> **TESTO FORNITO**:
■ ■ ■
Sta prendendo forma l’ipotesi di una possibile trilogia transnazionale del cinema di menare disabile slavo. Dopo l’ucraino Il Terrore Del Silenzio (non udenti che se le danno con una cattiveria molto abile), Kills on Wheels allarga il campo del menabile ai paraplegici ungheresi. Mentre si auspica l’arrivo a breve dalla Serbia di un film sulla mafia non vedente, intanto i400calci dal fronte riportano la situazione.
Kills On Wheels innanzitutto si presenta benissimo già dai credits iniziali, scritto e diretto da Attila Till (attenzione! Non uno pseudonimo) e nonostante un’etichetta da commedia è una storia di sicari e malavitosi che incrocia quella di due nerd, anch’essi disabili.
L’attacco è già di quelli formidabili, in una specie di galera di disabili come si conviene al genere scatta la rissa. Rissa tra paraplegici che viene sedata dalla guardie per poi trascinare via il colpevole e vittima: Rupaszov. Tutto con la mestizia propria dell’animo slavo e quel senso di violenza delle belle faide albanesi misto alla consueta giovialità ungherese.
■ ■ ■
> **CONSEGNA 1**: Secondo il testo fornito, chi ha scritto e diretto Kills On Wheels?
> **CONSEGNA 2**: Riporta fedelmente il brano del testo fornito che parte da "Sta prendendo forma" e arriva fino a "nerd, anch’essi disabili.".

Voci da un dataset di puntamento:
■ ■ ■
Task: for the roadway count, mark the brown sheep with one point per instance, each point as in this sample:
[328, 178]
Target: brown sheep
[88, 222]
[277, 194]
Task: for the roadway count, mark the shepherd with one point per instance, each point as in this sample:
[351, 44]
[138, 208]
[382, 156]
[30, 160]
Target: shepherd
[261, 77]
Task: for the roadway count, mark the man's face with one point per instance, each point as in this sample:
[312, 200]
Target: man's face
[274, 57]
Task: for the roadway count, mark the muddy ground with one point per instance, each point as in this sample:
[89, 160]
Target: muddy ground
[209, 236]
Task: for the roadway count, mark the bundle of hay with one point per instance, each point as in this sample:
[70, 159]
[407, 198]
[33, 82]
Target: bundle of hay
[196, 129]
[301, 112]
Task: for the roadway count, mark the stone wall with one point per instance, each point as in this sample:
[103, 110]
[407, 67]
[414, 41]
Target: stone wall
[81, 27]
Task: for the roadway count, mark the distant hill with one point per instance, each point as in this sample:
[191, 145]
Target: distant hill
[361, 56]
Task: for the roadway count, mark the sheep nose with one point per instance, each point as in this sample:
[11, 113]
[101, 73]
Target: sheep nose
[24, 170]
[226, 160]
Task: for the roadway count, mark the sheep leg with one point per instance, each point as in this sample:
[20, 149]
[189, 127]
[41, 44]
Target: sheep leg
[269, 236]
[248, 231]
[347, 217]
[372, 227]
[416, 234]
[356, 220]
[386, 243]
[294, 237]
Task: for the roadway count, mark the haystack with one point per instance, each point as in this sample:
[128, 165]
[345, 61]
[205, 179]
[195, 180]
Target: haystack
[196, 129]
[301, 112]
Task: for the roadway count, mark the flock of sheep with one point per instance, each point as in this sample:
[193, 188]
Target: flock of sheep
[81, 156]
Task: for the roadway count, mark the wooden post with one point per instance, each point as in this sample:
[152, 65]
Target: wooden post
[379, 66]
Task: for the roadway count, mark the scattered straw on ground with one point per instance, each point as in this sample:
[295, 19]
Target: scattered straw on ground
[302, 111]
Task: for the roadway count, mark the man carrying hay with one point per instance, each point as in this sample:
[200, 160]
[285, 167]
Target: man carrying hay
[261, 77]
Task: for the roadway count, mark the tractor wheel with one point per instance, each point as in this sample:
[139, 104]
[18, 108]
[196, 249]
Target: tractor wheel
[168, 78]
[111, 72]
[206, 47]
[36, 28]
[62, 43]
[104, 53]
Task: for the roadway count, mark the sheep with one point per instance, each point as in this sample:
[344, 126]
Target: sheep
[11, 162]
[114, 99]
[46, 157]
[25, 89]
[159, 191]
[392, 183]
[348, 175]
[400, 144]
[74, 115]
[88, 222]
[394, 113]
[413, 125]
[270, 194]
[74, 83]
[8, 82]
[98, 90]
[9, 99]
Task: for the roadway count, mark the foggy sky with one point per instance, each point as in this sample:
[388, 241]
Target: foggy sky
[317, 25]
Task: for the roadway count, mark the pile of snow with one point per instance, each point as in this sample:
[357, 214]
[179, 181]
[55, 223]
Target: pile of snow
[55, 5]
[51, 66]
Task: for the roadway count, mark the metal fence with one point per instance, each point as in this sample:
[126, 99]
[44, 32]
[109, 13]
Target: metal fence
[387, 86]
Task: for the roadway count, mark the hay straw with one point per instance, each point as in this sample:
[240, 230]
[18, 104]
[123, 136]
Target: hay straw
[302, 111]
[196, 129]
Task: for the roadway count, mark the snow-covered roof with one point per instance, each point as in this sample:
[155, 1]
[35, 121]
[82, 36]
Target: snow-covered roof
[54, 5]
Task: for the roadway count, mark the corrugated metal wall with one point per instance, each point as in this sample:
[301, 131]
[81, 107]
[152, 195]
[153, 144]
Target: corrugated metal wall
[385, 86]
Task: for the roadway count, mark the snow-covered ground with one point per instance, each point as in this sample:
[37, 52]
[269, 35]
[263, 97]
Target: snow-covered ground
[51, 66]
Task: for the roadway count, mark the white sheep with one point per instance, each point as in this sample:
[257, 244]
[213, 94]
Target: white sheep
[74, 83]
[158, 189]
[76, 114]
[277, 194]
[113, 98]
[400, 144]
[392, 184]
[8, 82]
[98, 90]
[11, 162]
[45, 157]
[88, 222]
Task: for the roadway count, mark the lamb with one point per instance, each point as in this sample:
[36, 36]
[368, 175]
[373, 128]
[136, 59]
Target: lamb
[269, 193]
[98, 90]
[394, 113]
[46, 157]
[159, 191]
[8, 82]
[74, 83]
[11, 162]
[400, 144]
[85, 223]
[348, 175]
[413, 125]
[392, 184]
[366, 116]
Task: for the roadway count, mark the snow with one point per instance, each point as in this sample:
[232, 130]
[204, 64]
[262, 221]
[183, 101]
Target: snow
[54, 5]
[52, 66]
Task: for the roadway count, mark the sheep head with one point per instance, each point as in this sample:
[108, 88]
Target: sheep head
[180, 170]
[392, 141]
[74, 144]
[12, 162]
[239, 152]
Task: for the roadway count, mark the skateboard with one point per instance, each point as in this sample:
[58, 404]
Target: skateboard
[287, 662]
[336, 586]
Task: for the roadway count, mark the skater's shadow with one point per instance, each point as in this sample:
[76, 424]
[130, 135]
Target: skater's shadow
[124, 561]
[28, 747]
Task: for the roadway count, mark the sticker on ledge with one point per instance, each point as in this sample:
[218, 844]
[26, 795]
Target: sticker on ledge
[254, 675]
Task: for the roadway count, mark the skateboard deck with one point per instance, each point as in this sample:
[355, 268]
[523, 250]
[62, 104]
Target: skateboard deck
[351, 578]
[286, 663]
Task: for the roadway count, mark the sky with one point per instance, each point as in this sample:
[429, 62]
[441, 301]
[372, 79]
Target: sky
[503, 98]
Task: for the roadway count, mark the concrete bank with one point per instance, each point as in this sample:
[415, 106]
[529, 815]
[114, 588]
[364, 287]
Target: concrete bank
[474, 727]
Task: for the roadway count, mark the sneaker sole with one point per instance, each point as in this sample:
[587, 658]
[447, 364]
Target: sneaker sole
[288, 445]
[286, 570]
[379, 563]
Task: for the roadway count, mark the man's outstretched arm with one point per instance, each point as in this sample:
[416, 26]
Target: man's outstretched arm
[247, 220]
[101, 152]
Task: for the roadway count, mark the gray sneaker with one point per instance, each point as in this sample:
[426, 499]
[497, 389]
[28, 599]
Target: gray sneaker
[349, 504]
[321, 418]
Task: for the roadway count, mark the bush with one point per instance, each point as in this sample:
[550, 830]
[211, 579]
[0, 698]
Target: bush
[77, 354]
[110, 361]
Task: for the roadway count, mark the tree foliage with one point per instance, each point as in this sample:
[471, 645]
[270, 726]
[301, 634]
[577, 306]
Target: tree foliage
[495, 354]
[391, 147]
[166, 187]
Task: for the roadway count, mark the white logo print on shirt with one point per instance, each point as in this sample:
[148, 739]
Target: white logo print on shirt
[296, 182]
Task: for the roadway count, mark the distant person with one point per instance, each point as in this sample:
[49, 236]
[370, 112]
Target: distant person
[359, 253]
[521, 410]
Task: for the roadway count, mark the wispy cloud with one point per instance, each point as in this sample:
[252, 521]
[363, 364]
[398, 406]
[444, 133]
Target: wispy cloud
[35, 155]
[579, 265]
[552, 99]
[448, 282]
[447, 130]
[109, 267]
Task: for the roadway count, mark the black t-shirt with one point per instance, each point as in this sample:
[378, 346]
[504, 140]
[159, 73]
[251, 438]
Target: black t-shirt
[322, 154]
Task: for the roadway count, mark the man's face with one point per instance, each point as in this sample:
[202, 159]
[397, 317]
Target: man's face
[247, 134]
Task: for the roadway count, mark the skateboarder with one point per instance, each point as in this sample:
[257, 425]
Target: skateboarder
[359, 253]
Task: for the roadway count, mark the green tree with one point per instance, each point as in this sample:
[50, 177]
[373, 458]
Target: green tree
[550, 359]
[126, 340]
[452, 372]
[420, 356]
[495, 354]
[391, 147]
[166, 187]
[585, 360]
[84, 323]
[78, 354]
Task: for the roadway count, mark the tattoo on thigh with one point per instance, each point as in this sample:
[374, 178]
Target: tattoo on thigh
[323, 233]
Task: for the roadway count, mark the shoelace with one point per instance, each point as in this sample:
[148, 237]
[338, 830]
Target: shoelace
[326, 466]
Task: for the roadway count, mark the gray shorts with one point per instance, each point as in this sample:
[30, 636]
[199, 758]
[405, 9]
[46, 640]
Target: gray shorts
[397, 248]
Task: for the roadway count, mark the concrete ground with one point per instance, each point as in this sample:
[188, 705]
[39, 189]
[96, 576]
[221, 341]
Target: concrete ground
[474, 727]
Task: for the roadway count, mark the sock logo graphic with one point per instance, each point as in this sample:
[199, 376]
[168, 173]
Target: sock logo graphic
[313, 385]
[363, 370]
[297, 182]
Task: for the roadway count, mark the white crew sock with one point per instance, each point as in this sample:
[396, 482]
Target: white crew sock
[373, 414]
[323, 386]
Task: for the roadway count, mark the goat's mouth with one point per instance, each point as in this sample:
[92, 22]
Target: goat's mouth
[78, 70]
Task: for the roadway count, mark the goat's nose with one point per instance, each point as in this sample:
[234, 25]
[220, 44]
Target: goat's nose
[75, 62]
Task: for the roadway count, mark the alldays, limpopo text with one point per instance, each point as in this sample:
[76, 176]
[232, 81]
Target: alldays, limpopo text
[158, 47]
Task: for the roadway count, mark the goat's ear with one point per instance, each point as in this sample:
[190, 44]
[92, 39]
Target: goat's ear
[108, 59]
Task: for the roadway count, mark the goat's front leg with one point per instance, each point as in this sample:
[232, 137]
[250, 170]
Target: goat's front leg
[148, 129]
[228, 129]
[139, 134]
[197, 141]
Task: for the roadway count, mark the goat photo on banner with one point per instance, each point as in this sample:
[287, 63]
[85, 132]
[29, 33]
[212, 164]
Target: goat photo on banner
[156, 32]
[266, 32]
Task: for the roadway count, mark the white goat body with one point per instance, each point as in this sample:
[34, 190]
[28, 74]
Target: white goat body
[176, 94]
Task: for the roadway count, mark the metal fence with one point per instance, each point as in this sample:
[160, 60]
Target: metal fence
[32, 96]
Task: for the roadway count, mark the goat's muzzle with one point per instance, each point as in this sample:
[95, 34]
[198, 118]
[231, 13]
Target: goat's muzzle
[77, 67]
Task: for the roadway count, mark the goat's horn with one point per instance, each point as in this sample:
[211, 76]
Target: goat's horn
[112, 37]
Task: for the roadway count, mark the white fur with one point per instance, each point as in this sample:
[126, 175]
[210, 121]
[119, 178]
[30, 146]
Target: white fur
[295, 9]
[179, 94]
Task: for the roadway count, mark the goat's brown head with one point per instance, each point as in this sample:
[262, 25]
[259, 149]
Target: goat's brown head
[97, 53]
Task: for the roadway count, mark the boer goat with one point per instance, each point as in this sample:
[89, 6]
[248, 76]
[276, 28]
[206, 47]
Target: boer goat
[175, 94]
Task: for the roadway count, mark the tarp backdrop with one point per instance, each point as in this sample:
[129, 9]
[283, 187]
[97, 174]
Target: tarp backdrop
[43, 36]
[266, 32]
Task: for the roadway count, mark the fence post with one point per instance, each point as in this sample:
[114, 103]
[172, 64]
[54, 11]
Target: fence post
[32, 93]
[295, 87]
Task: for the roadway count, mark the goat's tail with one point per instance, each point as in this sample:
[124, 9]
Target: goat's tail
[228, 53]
■ ■ ■
> **RISPOSTA 1**: Attila Till.

> **RISPOSTA 2**:
Sta prendendo forma l’ipotesi di una possibile trilogia transnazionale del cinema di menare disabile slavo. Dopo l’ucraino Il Terrore Del Silenzio (non udenti che se le danno con una cattiveria molto abile), Kills on Wheels allarga il campo del menabile ai paraplegici ungheresi. Mentre si auspica l’arrivo a breve dalla Serbia di un film sulla mafia non vedente, intanto i400calci dal fronte riportano la situazione.
Kills On Wheels innanzitutto si presenta benissimo già dai credits iniziali, scritto e diretto da Attila Till (attenzione! Non uno pseudonimo) e nonostante un’etichetta da commedia è una storia di sicari e malavitosi che incrocia quella di due nerd, anch’essi disabili.